EXCERPT start

# 2.1 Part-of-Speech (PoS) tags

In [1]:
import nltk
from collections import defaultdict
from collections import Counter
from nltk.corpus.reader import TaggedCorpusReader

train = TaggedCorpusReader(root="resources", fileids="BAWE_train.retagged.txt")
test  = TaggedCorpusReader(root="resources", fileids="BAWE_test.retagged.txt")

tagged_words_train = train.tagged_words()

## Question 1: Most frequent tags
Based on the tagged training corpus, provide the top 3 most frequent tags. You should format your answer in a python dictionary, where the keys are the tags and the values are their corresponding counts (e.g. `{'NN': 10, 'JJ':10}`). For the tags, you should use the taxonomy that is used in the training corpus. For instance `'NN'` stands for a noun, `'JJ'` stands for an adjective, etc. You can refer to the NLTK documentation to check the meaning of each tag.

In [2]:
freq = nltk.FreqDist([x for (_, x) in tagged_words_train])
print({x: y for (x, y) in freq.most_common(3)})

{'NN': 906007, 'IN': 634158, 'DT': 538613}


## Question 2: Most frequent POS before nouns
Nouns generally refer to people, places, things, or concepts. They usually appear after determiners and adjectives and they are often followed by a verb.

Analyze the training corpus to provide a dictionary of 3 POS tags that occur the most often before a common singular noun (NN). The keys of your dictionary should correspond to some POStags and the values should be the relative frequencies of occurrence (among all tokens appearing before a NN in the training corpus). The frequencies should be given with at least two significant digits.

EXCERPT end

◆ **WRITTEN PROBLEM A**: List every part-of-speech tag abbreviation that appears in the notebook excerpt on part-of-speech tags.
◆ **WRITTEN PROBLEM B**: Carry on the notebook excerpt on part-of-speech tags from the point where it stops.

EXTRACTED ENTRIES start

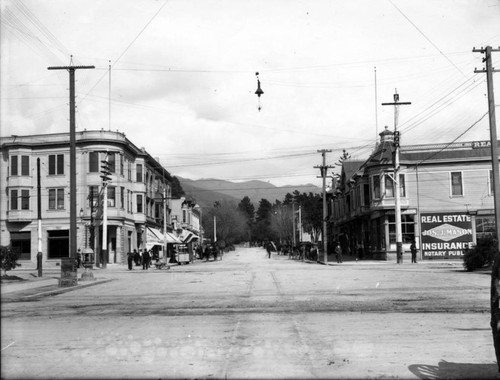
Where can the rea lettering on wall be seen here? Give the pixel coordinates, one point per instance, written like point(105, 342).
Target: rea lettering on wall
point(445, 235)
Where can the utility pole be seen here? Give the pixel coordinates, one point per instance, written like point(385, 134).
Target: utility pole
point(105, 175)
point(323, 169)
point(72, 159)
point(39, 255)
point(397, 195)
point(165, 224)
point(495, 272)
point(493, 131)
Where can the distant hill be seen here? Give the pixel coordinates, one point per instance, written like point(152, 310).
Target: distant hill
point(207, 191)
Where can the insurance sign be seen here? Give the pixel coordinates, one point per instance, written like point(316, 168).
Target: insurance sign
point(445, 235)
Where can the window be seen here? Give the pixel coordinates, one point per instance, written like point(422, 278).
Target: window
point(376, 187)
point(13, 200)
point(139, 173)
point(456, 184)
point(366, 194)
point(112, 162)
point(56, 199)
point(93, 196)
point(56, 164)
point(25, 199)
point(58, 244)
point(389, 186)
point(23, 195)
point(122, 197)
point(492, 184)
point(402, 185)
point(21, 241)
point(111, 196)
point(139, 203)
point(25, 165)
point(407, 228)
point(121, 164)
point(94, 162)
point(13, 165)
point(485, 227)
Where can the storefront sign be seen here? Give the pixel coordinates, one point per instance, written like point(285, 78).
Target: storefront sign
point(68, 272)
point(445, 235)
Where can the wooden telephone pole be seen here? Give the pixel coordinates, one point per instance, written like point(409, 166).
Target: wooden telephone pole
point(397, 195)
point(495, 273)
point(72, 156)
point(323, 169)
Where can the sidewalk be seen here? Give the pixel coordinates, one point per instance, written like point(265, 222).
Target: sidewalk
point(26, 283)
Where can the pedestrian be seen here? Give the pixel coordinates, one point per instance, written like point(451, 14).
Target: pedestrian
point(207, 252)
point(215, 249)
point(130, 259)
point(79, 258)
point(145, 259)
point(413, 249)
point(136, 257)
point(338, 252)
point(199, 250)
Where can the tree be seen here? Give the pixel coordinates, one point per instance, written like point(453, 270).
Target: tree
point(282, 222)
point(9, 257)
point(264, 211)
point(261, 230)
point(247, 210)
point(312, 212)
point(177, 190)
point(230, 224)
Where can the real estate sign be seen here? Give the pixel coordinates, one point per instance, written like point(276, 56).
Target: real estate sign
point(445, 235)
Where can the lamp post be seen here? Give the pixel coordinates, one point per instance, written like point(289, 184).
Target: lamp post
point(397, 186)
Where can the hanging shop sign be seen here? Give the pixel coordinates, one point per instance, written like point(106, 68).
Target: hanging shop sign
point(445, 235)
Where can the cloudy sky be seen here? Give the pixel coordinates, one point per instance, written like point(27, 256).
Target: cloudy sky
point(183, 77)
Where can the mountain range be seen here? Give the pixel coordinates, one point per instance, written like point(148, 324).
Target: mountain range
point(207, 191)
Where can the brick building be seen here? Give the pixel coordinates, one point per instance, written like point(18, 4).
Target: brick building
point(447, 200)
point(136, 191)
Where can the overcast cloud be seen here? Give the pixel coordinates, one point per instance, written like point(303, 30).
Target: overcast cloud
point(183, 77)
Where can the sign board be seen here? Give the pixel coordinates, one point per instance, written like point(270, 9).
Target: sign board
point(68, 272)
point(445, 235)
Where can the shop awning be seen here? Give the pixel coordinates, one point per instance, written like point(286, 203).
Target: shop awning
point(191, 237)
point(186, 236)
point(172, 239)
point(153, 237)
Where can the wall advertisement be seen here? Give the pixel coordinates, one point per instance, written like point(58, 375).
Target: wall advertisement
point(445, 235)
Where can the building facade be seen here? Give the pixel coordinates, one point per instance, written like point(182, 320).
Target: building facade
point(136, 193)
point(186, 221)
point(446, 199)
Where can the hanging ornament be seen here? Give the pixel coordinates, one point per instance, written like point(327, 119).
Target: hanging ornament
point(259, 91)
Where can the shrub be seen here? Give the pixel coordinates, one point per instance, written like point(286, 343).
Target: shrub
point(482, 255)
point(9, 257)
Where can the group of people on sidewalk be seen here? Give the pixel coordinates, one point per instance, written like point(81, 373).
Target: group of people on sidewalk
point(141, 257)
point(212, 249)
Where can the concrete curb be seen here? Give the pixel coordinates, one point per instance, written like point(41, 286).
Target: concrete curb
point(68, 289)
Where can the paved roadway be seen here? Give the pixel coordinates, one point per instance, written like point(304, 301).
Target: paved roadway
point(248, 316)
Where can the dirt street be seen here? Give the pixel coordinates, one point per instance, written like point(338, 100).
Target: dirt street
point(248, 316)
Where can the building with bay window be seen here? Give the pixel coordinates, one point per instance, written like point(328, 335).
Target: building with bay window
point(34, 178)
point(446, 198)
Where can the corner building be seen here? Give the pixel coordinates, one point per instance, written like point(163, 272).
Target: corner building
point(138, 187)
point(446, 198)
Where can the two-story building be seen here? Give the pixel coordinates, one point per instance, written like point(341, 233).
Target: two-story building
point(186, 219)
point(138, 188)
point(446, 200)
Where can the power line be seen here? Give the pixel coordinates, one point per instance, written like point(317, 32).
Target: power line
point(428, 39)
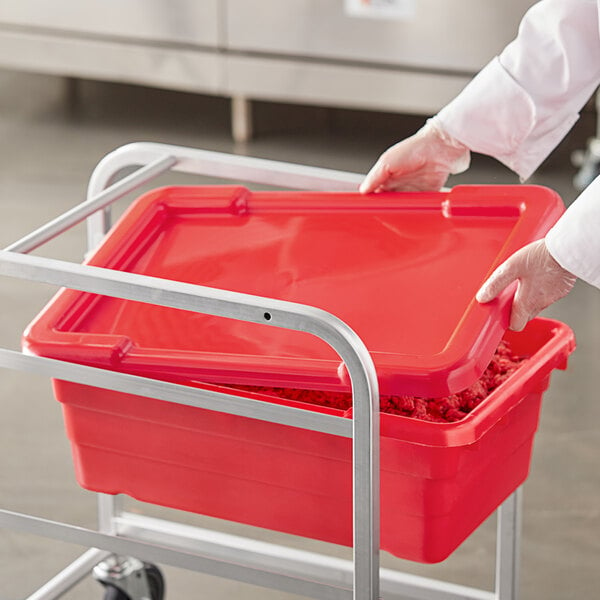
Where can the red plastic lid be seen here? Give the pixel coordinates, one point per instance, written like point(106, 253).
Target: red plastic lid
point(401, 269)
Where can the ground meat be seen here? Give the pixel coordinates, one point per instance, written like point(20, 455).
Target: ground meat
point(440, 410)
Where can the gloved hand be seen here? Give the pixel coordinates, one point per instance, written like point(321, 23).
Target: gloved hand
point(542, 281)
point(422, 162)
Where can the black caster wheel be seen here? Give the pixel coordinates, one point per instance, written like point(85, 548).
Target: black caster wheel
point(130, 579)
point(113, 593)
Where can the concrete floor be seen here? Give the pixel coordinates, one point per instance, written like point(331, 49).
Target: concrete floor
point(51, 144)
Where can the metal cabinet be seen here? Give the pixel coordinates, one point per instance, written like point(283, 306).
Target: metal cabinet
point(300, 51)
point(175, 21)
point(455, 35)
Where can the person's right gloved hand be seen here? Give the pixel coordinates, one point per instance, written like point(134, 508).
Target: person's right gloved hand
point(422, 162)
point(542, 281)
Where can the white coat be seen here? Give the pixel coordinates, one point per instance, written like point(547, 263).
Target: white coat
point(521, 105)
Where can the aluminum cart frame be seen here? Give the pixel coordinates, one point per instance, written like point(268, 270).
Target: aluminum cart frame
point(232, 557)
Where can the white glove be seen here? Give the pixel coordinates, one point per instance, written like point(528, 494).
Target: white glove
point(422, 162)
point(542, 281)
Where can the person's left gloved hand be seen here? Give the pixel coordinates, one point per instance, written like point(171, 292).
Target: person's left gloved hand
point(542, 281)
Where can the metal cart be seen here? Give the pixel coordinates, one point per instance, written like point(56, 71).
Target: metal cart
point(120, 534)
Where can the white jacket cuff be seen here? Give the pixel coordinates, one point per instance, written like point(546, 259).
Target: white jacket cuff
point(574, 241)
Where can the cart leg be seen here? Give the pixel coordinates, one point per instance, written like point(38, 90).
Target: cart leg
point(508, 547)
point(69, 577)
point(241, 119)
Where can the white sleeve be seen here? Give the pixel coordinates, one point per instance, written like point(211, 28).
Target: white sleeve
point(521, 105)
point(574, 241)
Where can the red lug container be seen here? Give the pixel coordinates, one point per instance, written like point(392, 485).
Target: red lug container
point(400, 269)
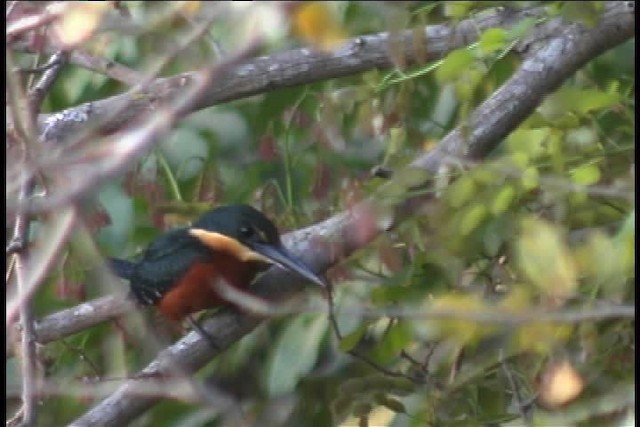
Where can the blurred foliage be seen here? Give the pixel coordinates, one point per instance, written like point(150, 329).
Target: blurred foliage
point(546, 222)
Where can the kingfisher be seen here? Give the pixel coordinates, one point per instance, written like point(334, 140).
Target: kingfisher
point(179, 270)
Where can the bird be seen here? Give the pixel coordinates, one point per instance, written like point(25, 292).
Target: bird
point(179, 270)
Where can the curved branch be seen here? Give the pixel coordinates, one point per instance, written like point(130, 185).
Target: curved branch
point(280, 70)
point(326, 243)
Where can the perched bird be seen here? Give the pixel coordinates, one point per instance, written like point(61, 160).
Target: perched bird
point(178, 271)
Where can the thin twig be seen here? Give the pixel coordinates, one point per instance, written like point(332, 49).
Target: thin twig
point(514, 387)
point(28, 341)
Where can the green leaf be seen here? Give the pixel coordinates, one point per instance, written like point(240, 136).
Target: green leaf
point(545, 259)
point(586, 174)
point(472, 218)
point(492, 40)
point(528, 141)
point(530, 178)
point(295, 353)
point(186, 151)
point(456, 63)
point(348, 342)
point(502, 200)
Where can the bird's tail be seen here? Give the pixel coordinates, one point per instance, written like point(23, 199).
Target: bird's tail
point(122, 268)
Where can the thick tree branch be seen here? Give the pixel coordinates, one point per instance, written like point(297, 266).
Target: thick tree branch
point(280, 70)
point(325, 244)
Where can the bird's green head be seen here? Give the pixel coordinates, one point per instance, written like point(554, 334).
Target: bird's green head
point(248, 235)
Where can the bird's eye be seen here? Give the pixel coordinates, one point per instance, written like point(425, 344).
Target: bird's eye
point(246, 232)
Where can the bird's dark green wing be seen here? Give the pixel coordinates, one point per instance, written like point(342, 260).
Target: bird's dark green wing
point(163, 264)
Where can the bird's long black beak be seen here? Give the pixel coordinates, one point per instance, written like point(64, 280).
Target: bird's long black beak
point(279, 255)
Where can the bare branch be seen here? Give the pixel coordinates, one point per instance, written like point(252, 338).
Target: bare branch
point(280, 70)
point(340, 235)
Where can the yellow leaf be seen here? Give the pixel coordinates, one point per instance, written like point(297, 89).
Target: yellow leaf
point(560, 385)
point(315, 23)
point(79, 21)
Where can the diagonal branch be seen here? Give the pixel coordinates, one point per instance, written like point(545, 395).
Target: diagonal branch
point(326, 243)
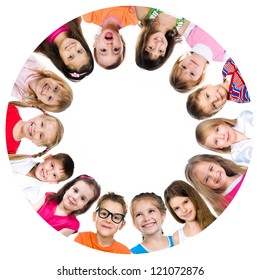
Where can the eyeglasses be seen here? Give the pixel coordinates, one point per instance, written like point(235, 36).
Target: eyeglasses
point(103, 213)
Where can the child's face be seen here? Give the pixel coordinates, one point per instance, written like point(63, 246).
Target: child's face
point(109, 47)
point(156, 45)
point(211, 175)
point(191, 68)
point(39, 130)
point(146, 217)
point(220, 137)
point(51, 171)
point(48, 91)
point(105, 226)
point(212, 98)
point(183, 208)
point(73, 54)
point(77, 196)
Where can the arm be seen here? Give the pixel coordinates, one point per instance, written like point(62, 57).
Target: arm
point(67, 231)
point(141, 12)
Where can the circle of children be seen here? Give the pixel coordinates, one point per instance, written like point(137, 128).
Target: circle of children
point(212, 180)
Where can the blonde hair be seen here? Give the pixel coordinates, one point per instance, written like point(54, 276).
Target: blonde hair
point(30, 98)
point(214, 197)
point(204, 129)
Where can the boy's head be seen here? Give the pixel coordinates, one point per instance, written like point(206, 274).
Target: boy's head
point(109, 48)
point(206, 101)
point(110, 213)
point(55, 168)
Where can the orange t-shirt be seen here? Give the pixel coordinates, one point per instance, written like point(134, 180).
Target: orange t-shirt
point(89, 239)
point(124, 14)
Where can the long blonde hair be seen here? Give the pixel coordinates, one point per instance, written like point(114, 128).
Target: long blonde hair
point(214, 197)
point(204, 129)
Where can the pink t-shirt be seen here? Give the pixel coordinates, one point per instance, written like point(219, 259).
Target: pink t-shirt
point(47, 212)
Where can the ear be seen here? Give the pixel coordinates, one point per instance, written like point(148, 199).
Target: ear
point(94, 217)
point(47, 157)
point(122, 225)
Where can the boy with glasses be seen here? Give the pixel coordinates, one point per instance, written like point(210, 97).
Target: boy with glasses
point(109, 218)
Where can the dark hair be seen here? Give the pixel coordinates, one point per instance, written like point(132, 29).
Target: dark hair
point(142, 57)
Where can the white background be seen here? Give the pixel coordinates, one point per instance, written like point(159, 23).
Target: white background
point(129, 130)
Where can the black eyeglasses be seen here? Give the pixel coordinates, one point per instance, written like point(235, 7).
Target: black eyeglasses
point(103, 213)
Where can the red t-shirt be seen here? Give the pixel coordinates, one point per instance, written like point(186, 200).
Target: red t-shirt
point(12, 118)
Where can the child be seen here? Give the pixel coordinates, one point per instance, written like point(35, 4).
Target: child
point(189, 69)
point(32, 176)
point(148, 213)
point(60, 210)
point(42, 88)
point(68, 50)
point(159, 34)
point(207, 100)
point(233, 136)
point(109, 46)
point(187, 207)
point(218, 179)
point(42, 130)
point(109, 218)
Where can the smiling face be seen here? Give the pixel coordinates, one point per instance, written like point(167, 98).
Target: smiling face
point(211, 175)
point(73, 54)
point(222, 136)
point(146, 217)
point(183, 208)
point(105, 226)
point(156, 45)
point(51, 171)
point(77, 196)
point(109, 47)
point(48, 91)
point(212, 98)
point(40, 130)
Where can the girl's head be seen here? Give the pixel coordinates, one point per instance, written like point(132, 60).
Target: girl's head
point(187, 73)
point(186, 205)
point(206, 101)
point(78, 195)
point(216, 134)
point(73, 56)
point(48, 92)
point(109, 48)
point(209, 174)
point(110, 214)
point(153, 48)
point(148, 212)
point(55, 168)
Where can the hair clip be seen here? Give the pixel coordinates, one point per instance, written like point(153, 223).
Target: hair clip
point(86, 176)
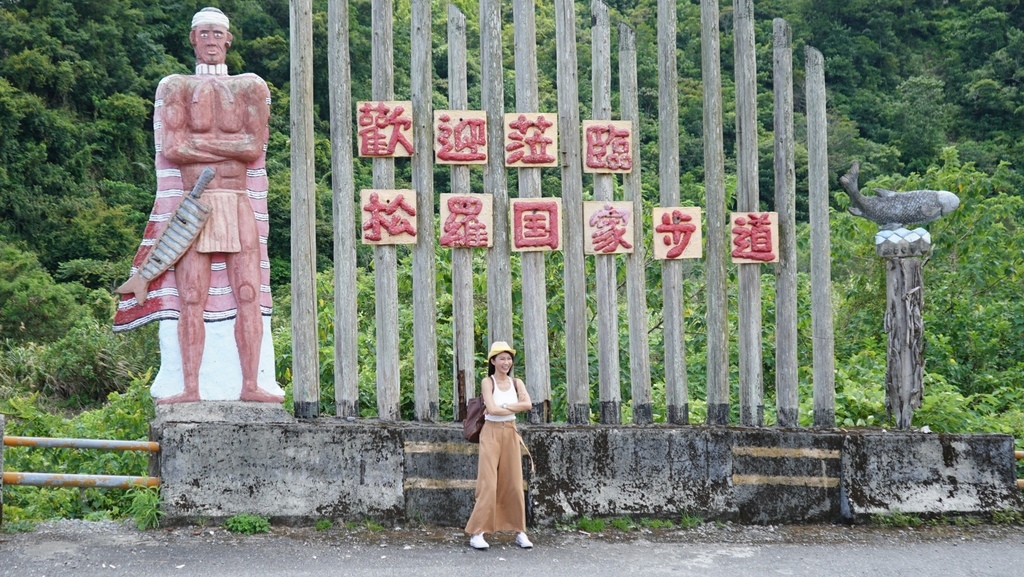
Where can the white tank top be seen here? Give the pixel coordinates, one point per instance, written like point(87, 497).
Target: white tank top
point(501, 398)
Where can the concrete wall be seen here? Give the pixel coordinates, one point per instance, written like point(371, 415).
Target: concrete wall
point(302, 470)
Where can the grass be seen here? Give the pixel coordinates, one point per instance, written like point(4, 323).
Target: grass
point(248, 524)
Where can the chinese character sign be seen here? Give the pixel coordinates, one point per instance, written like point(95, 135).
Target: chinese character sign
point(536, 224)
point(467, 220)
point(530, 139)
point(607, 146)
point(388, 216)
point(677, 233)
point(607, 228)
point(755, 237)
point(460, 137)
point(385, 129)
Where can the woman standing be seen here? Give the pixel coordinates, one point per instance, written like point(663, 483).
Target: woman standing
point(500, 502)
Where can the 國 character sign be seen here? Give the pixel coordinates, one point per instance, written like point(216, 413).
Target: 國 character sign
point(536, 223)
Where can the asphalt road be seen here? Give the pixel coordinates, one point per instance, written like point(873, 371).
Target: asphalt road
point(92, 549)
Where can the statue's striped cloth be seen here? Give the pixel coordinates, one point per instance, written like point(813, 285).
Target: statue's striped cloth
point(163, 301)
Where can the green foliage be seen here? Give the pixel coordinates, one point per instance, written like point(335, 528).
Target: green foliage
point(655, 523)
point(688, 521)
point(144, 508)
point(590, 525)
point(897, 519)
point(1008, 517)
point(624, 524)
point(247, 524)
point(126, 416)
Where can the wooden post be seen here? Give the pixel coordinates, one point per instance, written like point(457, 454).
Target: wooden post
point(385, 256)
point(346, 368)
point(904, 324)
point(748, 200)
point(717, 301)
point(424, 258)
point(493, 97)
point(817, 176)
point(903, 251)
point(673, 312)
point(577, 363)
point(535, 300)
point(305, 349)
point(636, 278)
point(462, 258)
point(786, 398)
point(605, 277)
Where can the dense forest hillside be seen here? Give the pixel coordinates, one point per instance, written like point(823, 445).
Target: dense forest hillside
point(924, 93)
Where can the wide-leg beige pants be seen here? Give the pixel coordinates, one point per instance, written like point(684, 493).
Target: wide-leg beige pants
point(500, 501)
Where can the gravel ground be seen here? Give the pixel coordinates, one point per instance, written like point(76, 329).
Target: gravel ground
point(706, 533)
point(103, 548)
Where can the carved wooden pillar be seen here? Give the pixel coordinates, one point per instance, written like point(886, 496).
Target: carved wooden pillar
point(903, 251)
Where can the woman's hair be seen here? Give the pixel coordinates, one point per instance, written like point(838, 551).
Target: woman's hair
point(491, 365)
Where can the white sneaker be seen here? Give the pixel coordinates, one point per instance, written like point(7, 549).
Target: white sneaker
point(523, 541)
point(477, 542)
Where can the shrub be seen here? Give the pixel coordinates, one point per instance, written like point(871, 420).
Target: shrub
point(248, 524)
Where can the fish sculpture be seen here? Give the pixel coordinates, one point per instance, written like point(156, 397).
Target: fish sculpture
point(894, 210)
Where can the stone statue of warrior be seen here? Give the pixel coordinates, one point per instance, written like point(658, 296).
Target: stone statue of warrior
point(205, 272)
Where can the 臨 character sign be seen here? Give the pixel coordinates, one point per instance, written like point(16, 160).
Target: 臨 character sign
point(607, 146)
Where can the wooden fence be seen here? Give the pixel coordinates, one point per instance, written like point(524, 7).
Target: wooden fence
point(534, 342)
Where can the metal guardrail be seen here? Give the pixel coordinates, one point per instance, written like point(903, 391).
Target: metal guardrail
point(100, 481)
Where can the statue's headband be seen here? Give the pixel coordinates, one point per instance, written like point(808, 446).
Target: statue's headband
point(210, 15)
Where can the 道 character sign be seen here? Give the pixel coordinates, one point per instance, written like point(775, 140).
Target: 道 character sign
point(755, 237)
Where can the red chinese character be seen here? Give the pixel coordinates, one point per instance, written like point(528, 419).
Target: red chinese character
point(752, 237)
point(535, 223)
point(609, 223)
point(383, 217)
point(678, 230)
point(608, 148)
point(463, 228)
point(466, 141)
point(381, 129)
point(527, 142)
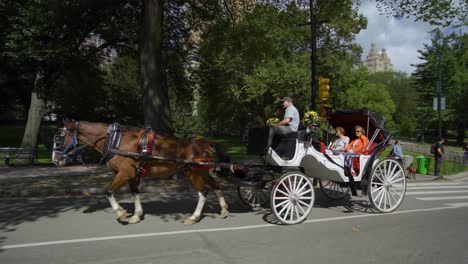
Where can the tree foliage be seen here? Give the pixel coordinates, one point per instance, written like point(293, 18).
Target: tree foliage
point(436, 12)
point(451, 52)
point(247, 66)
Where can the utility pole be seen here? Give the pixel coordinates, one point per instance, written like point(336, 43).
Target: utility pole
point(439, 88)
point(313, 57)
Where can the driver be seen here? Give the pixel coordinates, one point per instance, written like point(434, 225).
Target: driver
point(355, 147)
point(290, 122)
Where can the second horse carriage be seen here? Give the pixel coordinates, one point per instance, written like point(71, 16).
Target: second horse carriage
point(297, 162)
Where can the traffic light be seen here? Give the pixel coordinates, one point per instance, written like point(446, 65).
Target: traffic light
point(324, 89)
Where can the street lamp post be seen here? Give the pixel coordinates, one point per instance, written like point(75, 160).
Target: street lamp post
point(439, 88)
point(313, 57)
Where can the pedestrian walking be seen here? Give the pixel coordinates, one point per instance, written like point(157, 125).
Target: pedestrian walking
point(439, 156)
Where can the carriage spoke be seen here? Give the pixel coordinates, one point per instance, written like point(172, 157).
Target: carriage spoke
point(378, 194)
point(391, 195)
point(286, 188)
point(293, 187)
point(292, 212)
point(396, 193)
point(381, 197)
point(304, 192)
point(397, 180)
point(396, 175)
point(300, 207)
point(299, 185)
point(287, 211)
point(280, 191)
point(303, 203)
point(284, 208)
point(302, 187)
point(387, 201)
point(378, 189)
point(297, 212)
point(282, 203)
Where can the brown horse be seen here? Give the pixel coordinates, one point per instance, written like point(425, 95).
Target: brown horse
point(96, 135)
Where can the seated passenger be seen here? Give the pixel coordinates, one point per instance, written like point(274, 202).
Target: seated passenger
point(358, 145)
point(289, 124)
point(397, 152)
point(355, 147)
point(341, 141)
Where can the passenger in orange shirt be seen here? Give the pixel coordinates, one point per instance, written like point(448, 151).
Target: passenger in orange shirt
point(358, 145)
point(355, 147)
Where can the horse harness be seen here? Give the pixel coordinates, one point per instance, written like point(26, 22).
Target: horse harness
point(146, 140)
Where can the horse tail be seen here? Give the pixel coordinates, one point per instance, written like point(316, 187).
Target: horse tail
point(221, 156)
point(220, 153)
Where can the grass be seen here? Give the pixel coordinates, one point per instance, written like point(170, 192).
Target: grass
point(448, 167)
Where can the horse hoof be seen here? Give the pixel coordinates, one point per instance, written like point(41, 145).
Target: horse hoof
point(122, 215)
point(134, 220)
point(189, 221)
point(224, 214)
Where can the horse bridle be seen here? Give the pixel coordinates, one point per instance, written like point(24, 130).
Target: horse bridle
point(71, 150)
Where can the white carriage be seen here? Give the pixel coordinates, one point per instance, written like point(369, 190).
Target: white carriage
point(300, 162)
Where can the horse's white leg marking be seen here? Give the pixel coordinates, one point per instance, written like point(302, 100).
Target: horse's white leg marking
point(138, 210)
point(121, 213)
point(224, 207)
point(196, 215)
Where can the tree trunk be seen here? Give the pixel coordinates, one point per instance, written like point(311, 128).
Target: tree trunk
point(153, 82)
point(37, 110)
point(461, 128)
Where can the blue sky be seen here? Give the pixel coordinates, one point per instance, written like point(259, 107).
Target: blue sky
point(402, 38)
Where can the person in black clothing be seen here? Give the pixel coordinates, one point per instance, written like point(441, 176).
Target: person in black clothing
point(439, 156)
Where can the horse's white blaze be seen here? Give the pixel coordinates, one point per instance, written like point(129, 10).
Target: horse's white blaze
point(200, 204)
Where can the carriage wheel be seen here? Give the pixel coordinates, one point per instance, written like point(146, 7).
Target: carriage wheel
point(255, 196)
point(292, 198)
point(387, 185)
point(333, 190)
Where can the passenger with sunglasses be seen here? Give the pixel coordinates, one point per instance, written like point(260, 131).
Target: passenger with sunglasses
point(355, 147)
point(358, 145)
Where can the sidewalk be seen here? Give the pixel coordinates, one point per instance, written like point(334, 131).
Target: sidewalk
point(43, 181)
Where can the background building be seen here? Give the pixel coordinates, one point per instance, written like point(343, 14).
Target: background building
point(376, 62)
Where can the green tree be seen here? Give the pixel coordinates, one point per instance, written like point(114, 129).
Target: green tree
point(450, 51)
point(403, 93)
point(247, 65)
point(436, 12)
point(361, 93)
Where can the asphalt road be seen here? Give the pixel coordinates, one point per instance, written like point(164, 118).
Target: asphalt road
point(429, 227)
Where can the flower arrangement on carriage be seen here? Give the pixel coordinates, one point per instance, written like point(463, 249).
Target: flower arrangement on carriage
point(315, 123)
point(272, 120)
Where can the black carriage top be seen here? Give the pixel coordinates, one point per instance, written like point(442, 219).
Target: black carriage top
point(348, 119)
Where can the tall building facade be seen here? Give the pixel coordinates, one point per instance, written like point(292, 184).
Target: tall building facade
point(378, 62)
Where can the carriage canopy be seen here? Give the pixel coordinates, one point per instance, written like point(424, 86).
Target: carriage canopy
point(348, 119)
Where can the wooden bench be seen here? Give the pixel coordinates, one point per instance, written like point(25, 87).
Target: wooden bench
point(17, 153)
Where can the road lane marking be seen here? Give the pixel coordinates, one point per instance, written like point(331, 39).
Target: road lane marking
point(210, 230)
point(436, 187)
point(436, 192)
point(410, 184)
point(441, 198)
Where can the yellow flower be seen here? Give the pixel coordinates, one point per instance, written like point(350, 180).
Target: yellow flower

EXTRACTED ENTRIES end

◆ **WRITTEN ANSWER A**: NN, JJ, IN, DT

◆ **WRITTEN ANSWER B**:
In [3]:
d = defaultdict(int)
for i in range(len(tagged_words_train) - 1):
    if tagged_words_train[i + 1][1] == 'NN':
        d[tagged_words_train[i][1]] += 1

c = Counter(d)
print({x: y/(sum(d.values())) for (x, y) in c.most_common(3)})

{'DT': 0.2898840737433596, 'JJ': 0.20038035026219445, 'IN': 0.12694383155980032}


## Question 3: Most common verbs
Analyze the training corpus to determine which are the 3 most frequent verbs in the corpus? Provide your answer as a dictionary where each key is some verb occurrence and the associated value is its relative frequency (among the verbs). You should consider here all possible verb forms ([various possible POStags](https://inginious.info.ucl.ac.be/course/LINGI2263/project2a/TAGSET.png)). The frequencies should be given with at least two significant digits.

In [4]:
verbs = [x for (x, y) in tagged_words_train if y[:2] == 'VB']
verb_freqs = nltk.FreqDist(verbs)
print({x: y/len(verbs) for (x, y) in verb_freqs.most_common(3)})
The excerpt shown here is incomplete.